Point annotations for photos:

____________

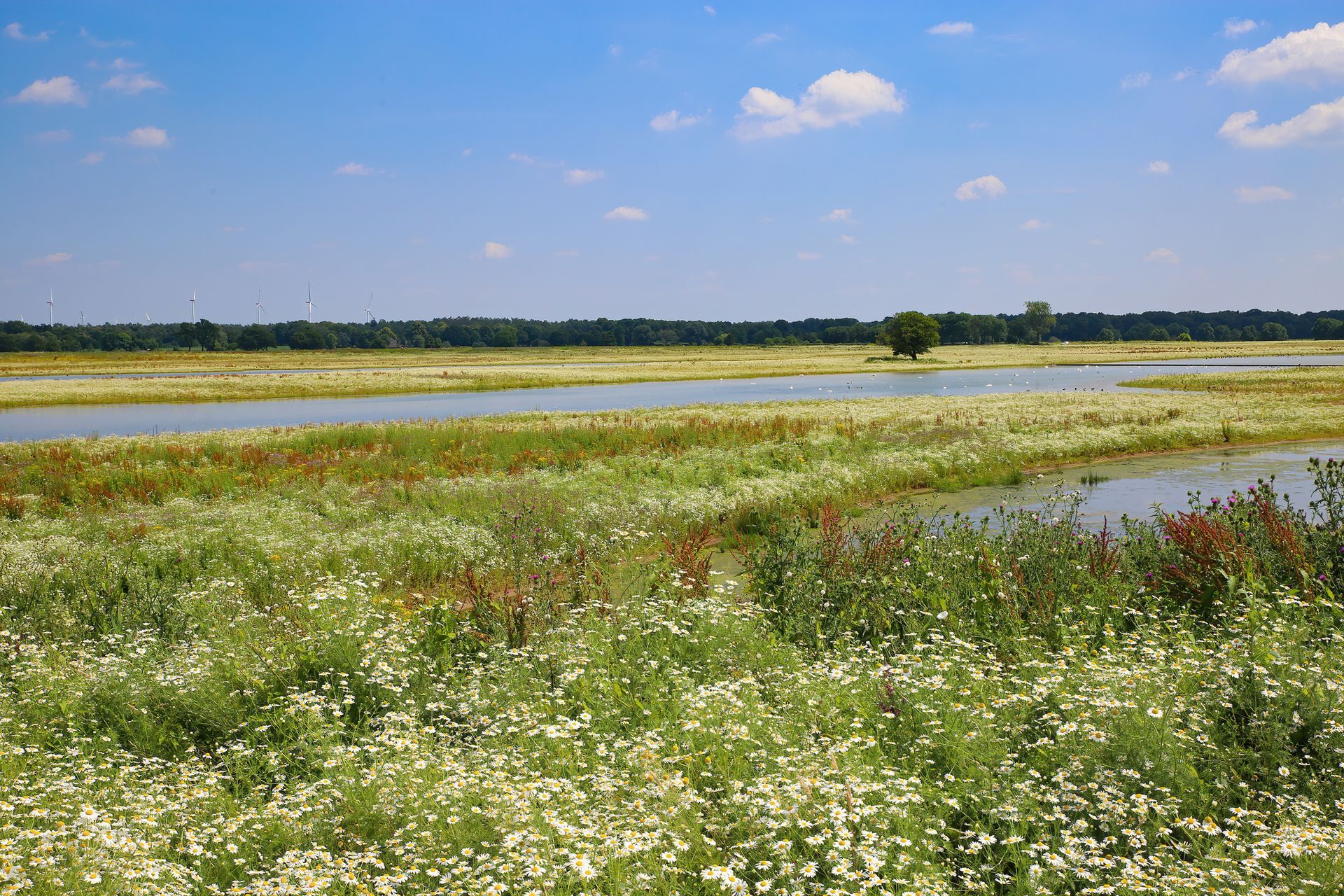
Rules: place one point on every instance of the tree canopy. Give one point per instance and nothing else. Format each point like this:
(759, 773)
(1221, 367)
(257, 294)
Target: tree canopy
(911, 333)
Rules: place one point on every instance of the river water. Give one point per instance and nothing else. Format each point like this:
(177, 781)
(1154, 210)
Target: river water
(1136, 486)
(130, 419)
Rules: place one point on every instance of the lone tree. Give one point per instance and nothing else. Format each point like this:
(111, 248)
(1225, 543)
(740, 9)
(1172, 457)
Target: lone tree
(911, 333)
(1038, 320)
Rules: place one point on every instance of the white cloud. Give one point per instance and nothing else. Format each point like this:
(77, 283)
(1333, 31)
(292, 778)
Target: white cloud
(1262, 195)
(987, 187)
(132, 83)
(840, 97)
(952, 29)
(102, 45)
(148, 137)
(52, 90)
(673, 120)
(1323, 121)
(54, 258)
(575, 176)
(1310, 55)
(15, 30)
(625, 213)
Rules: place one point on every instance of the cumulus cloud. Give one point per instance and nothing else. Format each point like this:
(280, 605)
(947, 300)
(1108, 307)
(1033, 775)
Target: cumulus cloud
(15, 30)
(673, 120)
(52, 90)
(952, 29)
(625, 213)
(840, 97)
(131, 83)
(1262, 195)
(575, 176)
(54, 258)
(987, 187)
(148, 137)
(1310, 55)
(1320, 122)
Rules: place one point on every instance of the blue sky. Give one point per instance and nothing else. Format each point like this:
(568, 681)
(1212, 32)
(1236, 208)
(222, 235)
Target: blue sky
(521, 159)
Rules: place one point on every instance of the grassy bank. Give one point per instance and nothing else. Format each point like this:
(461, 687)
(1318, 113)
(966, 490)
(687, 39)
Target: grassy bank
(488, 370)
(486, 657)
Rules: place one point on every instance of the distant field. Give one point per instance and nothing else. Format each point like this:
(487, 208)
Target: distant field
(492, 656)
(394, 372)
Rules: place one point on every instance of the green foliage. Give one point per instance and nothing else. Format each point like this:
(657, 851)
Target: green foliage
(255, 336)
(911, 333)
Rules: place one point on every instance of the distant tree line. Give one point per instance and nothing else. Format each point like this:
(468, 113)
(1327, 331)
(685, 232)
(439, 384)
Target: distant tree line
(1038, 323)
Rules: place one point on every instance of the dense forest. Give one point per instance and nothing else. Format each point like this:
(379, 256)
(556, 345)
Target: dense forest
(483, 332)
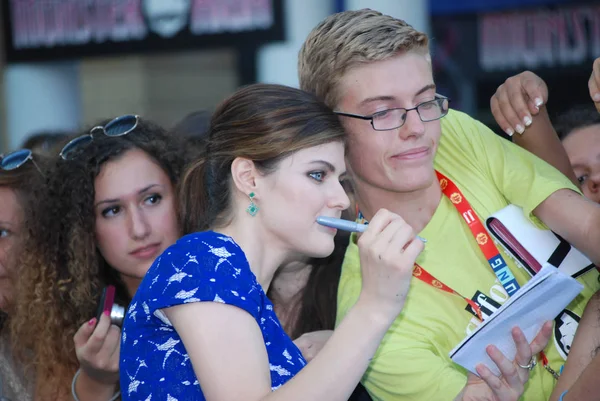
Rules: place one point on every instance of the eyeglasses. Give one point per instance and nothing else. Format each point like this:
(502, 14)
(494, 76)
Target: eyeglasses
(118, 127)
(16, 159)
(390, 119)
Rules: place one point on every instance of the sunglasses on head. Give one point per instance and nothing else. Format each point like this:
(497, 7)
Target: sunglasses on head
(118, 127)
(16, 159)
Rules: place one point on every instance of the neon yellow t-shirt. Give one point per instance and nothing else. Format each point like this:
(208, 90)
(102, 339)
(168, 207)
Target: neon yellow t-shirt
(412, 361)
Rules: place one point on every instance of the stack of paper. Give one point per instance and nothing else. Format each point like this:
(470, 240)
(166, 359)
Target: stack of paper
(541, 299)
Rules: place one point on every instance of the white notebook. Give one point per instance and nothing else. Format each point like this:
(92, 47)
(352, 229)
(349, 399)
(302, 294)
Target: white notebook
(541, 299)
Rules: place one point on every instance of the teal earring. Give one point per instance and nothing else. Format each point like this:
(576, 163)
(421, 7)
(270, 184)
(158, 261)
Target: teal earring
(252, 208)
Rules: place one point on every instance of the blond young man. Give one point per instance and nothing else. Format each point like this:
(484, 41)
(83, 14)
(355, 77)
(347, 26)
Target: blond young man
(375, 71)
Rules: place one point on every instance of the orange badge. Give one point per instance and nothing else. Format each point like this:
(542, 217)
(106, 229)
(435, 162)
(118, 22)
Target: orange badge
(443, 184)
(456, 198)
(481, 239)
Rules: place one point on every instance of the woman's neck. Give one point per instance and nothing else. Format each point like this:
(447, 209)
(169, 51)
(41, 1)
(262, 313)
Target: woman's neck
(264, 254)
(286, 291)
(289, 280)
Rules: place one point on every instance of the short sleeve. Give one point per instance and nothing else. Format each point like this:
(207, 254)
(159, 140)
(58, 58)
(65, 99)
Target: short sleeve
(523, 178)
(203, 267)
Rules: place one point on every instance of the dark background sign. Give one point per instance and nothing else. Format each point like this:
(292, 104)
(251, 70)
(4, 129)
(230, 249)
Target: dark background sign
(38, 30)
(474, 53)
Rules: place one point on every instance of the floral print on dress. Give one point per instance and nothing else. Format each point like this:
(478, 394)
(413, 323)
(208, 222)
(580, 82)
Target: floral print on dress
(200, 267)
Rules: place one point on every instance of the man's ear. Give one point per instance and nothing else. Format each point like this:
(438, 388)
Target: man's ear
(244, 174)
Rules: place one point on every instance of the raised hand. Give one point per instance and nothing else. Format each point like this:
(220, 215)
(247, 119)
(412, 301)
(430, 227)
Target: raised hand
(514, 374)
(517, 100)
(594, 84)
(97, 347)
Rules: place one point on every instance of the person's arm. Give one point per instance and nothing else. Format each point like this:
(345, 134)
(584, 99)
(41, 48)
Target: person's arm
(409, 364)
(581, 369)
(519, 108)
(224, 342)
(587, 386)
(574, 218)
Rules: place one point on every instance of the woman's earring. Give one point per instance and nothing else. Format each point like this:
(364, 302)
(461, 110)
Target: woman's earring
(252, 208)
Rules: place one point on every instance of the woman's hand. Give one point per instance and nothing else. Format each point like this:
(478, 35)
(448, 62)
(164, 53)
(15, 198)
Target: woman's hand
(594, 84)
(517, 100)
(97, 348)
(511, 384)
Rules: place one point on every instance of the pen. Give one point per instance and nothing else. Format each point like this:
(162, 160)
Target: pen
(347, 225)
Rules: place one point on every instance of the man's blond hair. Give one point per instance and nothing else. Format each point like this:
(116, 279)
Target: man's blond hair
(344, 40)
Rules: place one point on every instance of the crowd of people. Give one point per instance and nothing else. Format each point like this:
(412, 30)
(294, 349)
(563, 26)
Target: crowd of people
(208, 233)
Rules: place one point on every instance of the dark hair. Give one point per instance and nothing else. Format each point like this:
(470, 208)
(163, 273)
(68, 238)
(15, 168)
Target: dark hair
(195, 124)
(46, 141)
(263, 123)
(575, 118)
(62, 273)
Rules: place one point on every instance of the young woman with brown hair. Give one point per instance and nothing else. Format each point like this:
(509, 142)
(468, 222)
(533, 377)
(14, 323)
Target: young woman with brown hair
(200, 325)
(20, 175)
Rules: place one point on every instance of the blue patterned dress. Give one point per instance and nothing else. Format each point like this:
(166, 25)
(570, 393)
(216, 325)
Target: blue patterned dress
(205, 266)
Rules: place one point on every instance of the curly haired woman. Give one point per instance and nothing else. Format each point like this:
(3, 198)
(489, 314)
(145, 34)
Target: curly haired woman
(109, 209)
(19, 176)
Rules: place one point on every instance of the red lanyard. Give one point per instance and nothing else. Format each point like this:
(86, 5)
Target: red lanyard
(487, 246)
(426, 277)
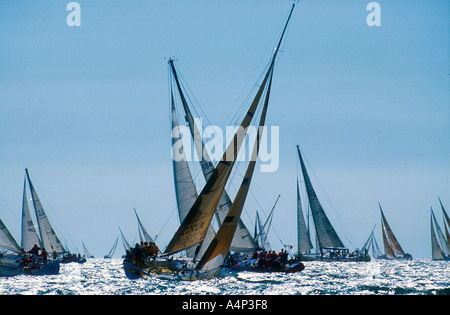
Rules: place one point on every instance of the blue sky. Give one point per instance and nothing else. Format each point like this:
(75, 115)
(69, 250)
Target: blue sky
(86, 110)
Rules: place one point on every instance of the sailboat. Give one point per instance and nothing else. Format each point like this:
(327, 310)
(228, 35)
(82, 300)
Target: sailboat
(21, 262)
(112, 250)
(392, 248)
(87, 254)
(194, 228)
(440, 248)
(330, 247)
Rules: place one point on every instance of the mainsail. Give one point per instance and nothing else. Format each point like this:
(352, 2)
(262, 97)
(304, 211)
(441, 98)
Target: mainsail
(29, 234)
(193, 228)
(50, 240)
(113, 249)
(391, 245)
(219, 247)
(446, 222)
(146, 237)
(242, 240)
(7, 240)
(444, 246)
(326, 234)
(185, 190)
(303, 240)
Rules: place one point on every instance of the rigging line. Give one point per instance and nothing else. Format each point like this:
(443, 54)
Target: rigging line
(332, 207)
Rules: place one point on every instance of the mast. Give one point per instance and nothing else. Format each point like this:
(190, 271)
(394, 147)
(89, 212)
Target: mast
(219, 247)
(50, 240)
(147, 237)
(326, 234)
(7, 240)
(446, 222)
(29, 234)
(436, 250)
(394, 244)
(303, 240)
(185, 190)
(242, 241)
(444, 245)
(113, 249)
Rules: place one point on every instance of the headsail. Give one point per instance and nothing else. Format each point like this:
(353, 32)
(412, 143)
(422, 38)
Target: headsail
(390, 241)
(444, 246)
(326, 234)
(436, 250)
(261, 236)
(147, 237)
(194, 227)
(50, 240)
(446, 222)
(219, 247)
(242, 240)
(303, 240)
(29, 234)
(7, 240)
(125, 243)
(113, 249)
(185, 190)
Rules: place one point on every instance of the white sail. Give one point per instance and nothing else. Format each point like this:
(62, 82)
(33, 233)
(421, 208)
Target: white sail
(303, 240)
(50, 240)
(29, 234)
(113, 249)
(242, 240)
(185, 190)
(86, 252)
(442, 240)
(125, 243)
(141, 228)
(436, 251)
(7, 240)
(326, 234)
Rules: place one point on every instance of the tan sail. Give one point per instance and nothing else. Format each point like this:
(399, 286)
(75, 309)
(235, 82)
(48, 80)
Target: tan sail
(194, 227)
(446, 223)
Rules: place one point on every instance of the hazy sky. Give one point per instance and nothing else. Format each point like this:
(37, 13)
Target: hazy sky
(86, 110)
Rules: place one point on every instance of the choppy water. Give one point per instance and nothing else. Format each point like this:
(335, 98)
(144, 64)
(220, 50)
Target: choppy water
(106, 277)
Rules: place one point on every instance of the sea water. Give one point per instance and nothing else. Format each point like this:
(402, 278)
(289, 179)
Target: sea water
(378, 277)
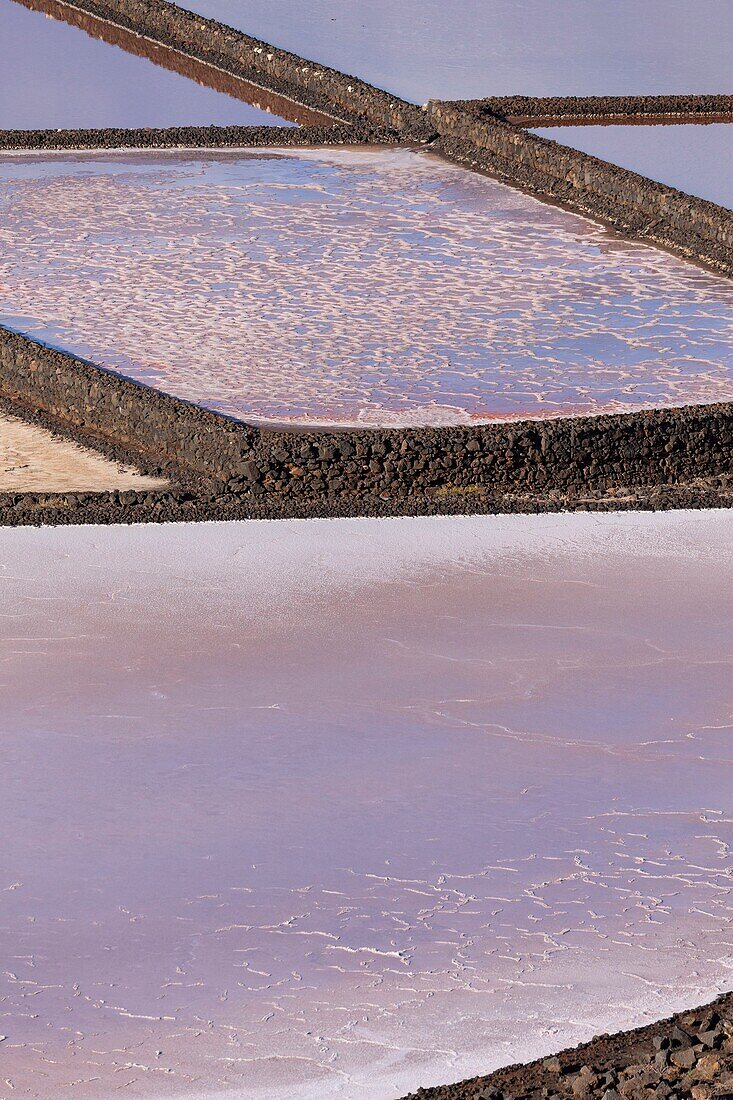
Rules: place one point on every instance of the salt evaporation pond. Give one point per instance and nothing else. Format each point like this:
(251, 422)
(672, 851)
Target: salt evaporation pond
(350, 287)
(338, 809)
(430, 50)
(692, 157)
(54, 76)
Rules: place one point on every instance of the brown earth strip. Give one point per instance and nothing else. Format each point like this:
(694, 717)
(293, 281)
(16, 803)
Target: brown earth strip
(248, 58)
(689, 1055)
(207, 75)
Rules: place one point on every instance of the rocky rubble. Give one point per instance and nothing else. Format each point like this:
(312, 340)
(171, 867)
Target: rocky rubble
(687, 1057)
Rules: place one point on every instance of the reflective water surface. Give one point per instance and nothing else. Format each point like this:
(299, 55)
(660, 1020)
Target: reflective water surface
(695, 158)
(32, 460)
(332, 286)
(430, 50)
(337, 809)
(55, 76)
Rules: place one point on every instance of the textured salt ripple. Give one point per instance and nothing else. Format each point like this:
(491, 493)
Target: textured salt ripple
(373, 287)
(339, 809)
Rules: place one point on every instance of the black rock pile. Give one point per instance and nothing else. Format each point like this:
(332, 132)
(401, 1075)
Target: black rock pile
(687, 1057)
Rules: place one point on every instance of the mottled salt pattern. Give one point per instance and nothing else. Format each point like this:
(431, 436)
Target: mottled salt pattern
(428, 48)
(693, 158)
(383, 287)
(32, 460)
(54, 76)
(336, 809)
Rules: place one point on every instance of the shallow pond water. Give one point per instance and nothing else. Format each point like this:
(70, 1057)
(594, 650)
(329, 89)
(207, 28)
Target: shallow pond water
(339, 809)
(696, 158)
(56, 76)
(468, 48)
(352, 287)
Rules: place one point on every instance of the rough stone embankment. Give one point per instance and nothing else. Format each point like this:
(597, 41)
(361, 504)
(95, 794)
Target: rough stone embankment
(184, 138)
(249, 58)
(536, 110)
(567, 455)
(635, 206)
(687, 1057)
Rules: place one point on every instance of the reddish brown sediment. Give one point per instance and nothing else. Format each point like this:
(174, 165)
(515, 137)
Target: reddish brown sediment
(203, 73)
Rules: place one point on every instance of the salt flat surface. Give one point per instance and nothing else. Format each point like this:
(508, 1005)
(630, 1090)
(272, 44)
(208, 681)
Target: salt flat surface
(468, 48)
(330, 286)
(32, 460)
(695, 158)
(336, 809)
(55, 76)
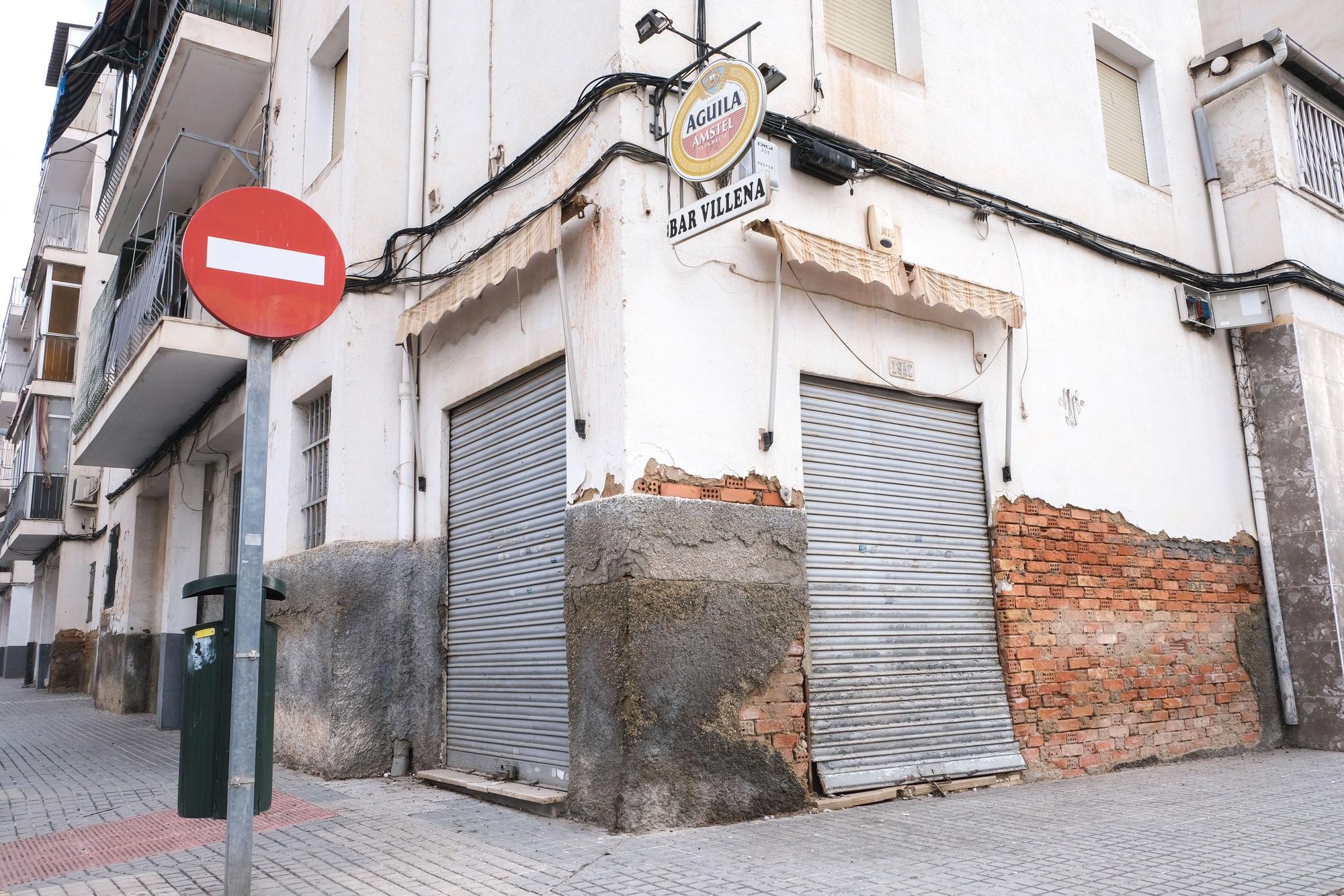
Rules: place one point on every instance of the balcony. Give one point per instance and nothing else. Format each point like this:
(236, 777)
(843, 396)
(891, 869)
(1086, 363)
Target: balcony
(155, 358)
(64, 229)
(6, 471)
(33, 517)
(206, 69)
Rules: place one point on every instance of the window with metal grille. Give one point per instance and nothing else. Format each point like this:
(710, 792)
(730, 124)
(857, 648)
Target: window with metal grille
(339, 105)
(236, 515)
(1319, 146)
(317, 464)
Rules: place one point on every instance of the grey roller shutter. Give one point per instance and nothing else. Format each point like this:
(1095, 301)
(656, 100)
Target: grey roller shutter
(905, 678)
(507, 682)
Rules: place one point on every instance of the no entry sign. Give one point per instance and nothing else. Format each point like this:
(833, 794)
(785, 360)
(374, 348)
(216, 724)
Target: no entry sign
(263, 263)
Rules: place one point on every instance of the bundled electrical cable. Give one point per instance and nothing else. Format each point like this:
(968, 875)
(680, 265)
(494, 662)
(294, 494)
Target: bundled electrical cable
(873, 163)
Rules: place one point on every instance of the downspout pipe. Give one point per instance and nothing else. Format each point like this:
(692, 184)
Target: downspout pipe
(407, 474)
(1241, 370)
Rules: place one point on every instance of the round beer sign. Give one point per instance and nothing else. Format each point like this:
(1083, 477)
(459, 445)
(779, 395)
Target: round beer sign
(717, 120)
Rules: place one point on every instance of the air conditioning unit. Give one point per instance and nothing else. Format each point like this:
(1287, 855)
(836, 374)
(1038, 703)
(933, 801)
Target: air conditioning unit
(85, 492)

____________

(WHAT YOU SHOULD DO) Only the lines from the one containing "Rules: place one point on every instance of the window" through the end of the entries above belong in the answer; repeat them exactly.

(THE SOLUTION)
Rules: place one point on every instance of the window with metal grille. Give one point per instance and nothing else. Format each point like this:
(710, 792)
(730, 124)
(857, 648)
Target: window with metal grille
(339, 105)
(236, 515)
(1319, 146)
(317, 464)
Rules: place one point on every instance of the grey roller shutter. Give one point per instance and nothing else. Format each point like this:
(1095, 301)
(656, 100)
Target: grey roller shutter
(905, 678)
(507, 682)
Rules: place one point on every instance of the no entry sign. Give one point per instance and nothing else. Format each point like this:
(833, 794)
(785, 360)
(374, 348)
(216, 724)
Target: no entry sign
(263, 263)
Rules: place one point on every instance of the bundled electrical cable. Give one point per instance and nothing else. Format each point like this:
(968, 875)
(680, 265)
(494, 662)
(294, 494)
Target: bundled electrical cable
(873, 163)
Rules: place one point on every instance of the downspout pipe. Give one point per instance and nothing else. Format each point like this:
(692, 184)
Target: downspout pipe
(407, 474)
(1241, 370)
Rules: place one point on every instance of the round beer sign. Give one point per instance and nothing else. Format each point like this:
(1083, 477)
(459, 445)
(779, 395)
Target: round beer sign
(717, 120)
Rules: place one point on every instance of the air conditioning unit. Give one point per instance and nothing else. Format each point like this:
(1287, 855)
(836, 374)
(1038, 703)
(933, 801)
Target: air conditioning unit
(85, 492)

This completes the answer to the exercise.